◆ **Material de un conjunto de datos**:
####

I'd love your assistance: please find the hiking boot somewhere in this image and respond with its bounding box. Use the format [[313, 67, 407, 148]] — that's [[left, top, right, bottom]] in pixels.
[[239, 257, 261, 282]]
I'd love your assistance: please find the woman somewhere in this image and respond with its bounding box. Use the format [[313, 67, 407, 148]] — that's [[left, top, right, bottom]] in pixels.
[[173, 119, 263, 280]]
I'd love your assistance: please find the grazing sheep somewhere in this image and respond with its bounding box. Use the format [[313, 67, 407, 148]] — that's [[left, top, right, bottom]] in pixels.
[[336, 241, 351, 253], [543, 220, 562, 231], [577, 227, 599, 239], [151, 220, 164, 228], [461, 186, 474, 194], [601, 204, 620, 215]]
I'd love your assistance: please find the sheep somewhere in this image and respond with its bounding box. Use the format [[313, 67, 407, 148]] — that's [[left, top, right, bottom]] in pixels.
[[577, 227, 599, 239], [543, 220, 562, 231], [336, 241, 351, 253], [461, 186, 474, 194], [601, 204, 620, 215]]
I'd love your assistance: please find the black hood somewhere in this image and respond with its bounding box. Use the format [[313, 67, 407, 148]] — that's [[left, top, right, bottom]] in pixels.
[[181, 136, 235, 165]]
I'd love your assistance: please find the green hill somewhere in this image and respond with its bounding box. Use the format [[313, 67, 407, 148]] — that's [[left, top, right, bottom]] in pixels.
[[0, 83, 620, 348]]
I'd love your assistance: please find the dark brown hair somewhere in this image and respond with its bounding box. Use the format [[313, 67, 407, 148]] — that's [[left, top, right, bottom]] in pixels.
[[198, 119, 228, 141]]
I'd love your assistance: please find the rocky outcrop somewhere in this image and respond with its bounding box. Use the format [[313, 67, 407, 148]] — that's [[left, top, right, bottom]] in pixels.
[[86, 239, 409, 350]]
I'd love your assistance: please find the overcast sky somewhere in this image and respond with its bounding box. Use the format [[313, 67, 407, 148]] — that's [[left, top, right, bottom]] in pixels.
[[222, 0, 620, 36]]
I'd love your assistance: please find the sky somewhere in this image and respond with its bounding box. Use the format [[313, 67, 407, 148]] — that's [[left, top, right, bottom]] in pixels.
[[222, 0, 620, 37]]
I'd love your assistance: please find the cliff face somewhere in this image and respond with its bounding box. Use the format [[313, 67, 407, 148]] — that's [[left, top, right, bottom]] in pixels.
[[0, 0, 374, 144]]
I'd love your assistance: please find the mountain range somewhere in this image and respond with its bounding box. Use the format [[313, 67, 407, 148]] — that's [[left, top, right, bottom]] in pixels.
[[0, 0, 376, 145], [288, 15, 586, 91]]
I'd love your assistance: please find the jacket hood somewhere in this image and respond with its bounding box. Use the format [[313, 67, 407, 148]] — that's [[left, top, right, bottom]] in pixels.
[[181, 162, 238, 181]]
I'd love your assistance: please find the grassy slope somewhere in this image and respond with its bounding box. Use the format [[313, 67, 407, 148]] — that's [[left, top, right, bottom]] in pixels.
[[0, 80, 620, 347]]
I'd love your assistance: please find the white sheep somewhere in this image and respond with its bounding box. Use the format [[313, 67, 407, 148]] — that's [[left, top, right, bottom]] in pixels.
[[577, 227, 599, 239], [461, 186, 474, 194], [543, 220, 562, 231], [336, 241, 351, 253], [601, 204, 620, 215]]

####

◆ **OBJETIVO**:
Transcribe sin ningún cambio todas las líneas del material de arriba.

◆ **RESULTADO DEL EJERCICIO**:
I'd love your assistance: please find the hiking boot somewhere in this image and respond with its bounding box. Use the format [[313, 67, 407, 148]] — that's [[left, top, right, bottom]] in pixels.
[[239, 257, 261, 282]]
I'd love your assistance: please find the woman somewhere in this image and respond with its bounding box. Use the format [[313, 67, 407, 148]] — that's [[left, top, right, bottom]] in pixels.
[[173, 119, 263, 280]]
I'd love your assistance: please find the grazing sheep somewhere in this image and respond with its bounding box. Use the format [[313, 67, 407, 148]] — that's [[left, top, right, bottom]] in pixels.
[[336, 241, 351, 253], [543, 220, 562, 231], [577, 227, 599, 239], [151, 220, 164, 228], [461, 186, 474, 194], [601, 204, 620, 215]]
I'd love your assistance: please find the sheep somewhere in this image and respond with its bounding box. Use the format [[313, 67, 407, 148]] — that's [[left, top, right, bottom]] in pixels.
[[577, 227, 599, 239], [543, 220, 562, 231], [336, 241, 351, 253], [461, 186, 474, 194], [601, 204, 620, 215]]
I'd love your assistance: please find the black hood somewhere in this image and respond with its bounding box. Use the format [[313, 67, 407, 148]] — that's [[left, top, right, bottom]] in pixels.
[[181, 136, 235, 165]]
I'd love your assistance: please find the green hill somewhere in this image and respond with its bounding box. Use the format [[313, 67, 407, 148]] — that's [[left, top, right, bottom]] in pixels.
[[0, 83, 620, 348]]
I'd love your assistance: please find the dark brown hair somewhere in this image and respond with its bounding box. Use the format [[313, 67, 407, 148]] — that's [[left, top, right, bottom]] in pixels.
[[198, 119, 228, 141]]
I'd love your assistance: please find the rocky outcrop somewhere in this image and respond with its bounding box. Use the format [[313, 67, 407, 148]] — that's [[left, top, right, bottom]] in pixels.
[[86, 239, 409, 350]]
I'd love your assistance: please find the overcast sky somewhere in this image and respond with its bounding box. Use the format [[313, 67, 407, 148]] — that's [[left, top, right, bottom]] in pixels.
[[222, 0, 620, 36]]
I'd love your assistance: please find the sky somewhere in this image and respond with its bounding box. Use the format [[313, 67, 407, 148]] — that's [[left, top, right, bottom]] in pixels.
[[222, 0, 620, 37]]
I'd love your assistance: please find the cliff face somewhere in this image and respond with its bounding box. Use the format [[313, 67, 407, 148]] — that's [[left, top, right, bottom]] in pixels.
[[0, 0, 374, 144]]
I'd love your assistance: please find the mountain range somewhere in this image and respond with its bounding box. Use the format [[313, 67, 407, 148]] — that's [[left, top, right, bottom]] in pixels.
[[0, 0, 376, 145], [288, 15, 586, 91]]
I'd love your assistance: please find the jacket hood somewhere in this image and respond with its bounding box. Use the format [[313, 67, 407, 148]] — that's [[left, top, right, bottom]] in pixels.
[[181, 162, 238, 181]]
I'd love your assistance: please find the grassy slope somewhere in this image and respond with its bounding box. Use the format [[313, 67, 407, 148]] — that's [[left, top, right, bottom]] in pixels.
[[0, 80, 620, 347]]
I'd love your assistance: please find the white sheep somewhere in this image and respond with its bounding box. Use the format [[313, 67, 407, 148]] — that's [[left, top, right, bottom]] in pixels.
[[577, 227, 599, 239], [461, 186, 474, 194], [543, 220, 562, 231], [336, 241, 351, 253], [601, 204, 620, 215]]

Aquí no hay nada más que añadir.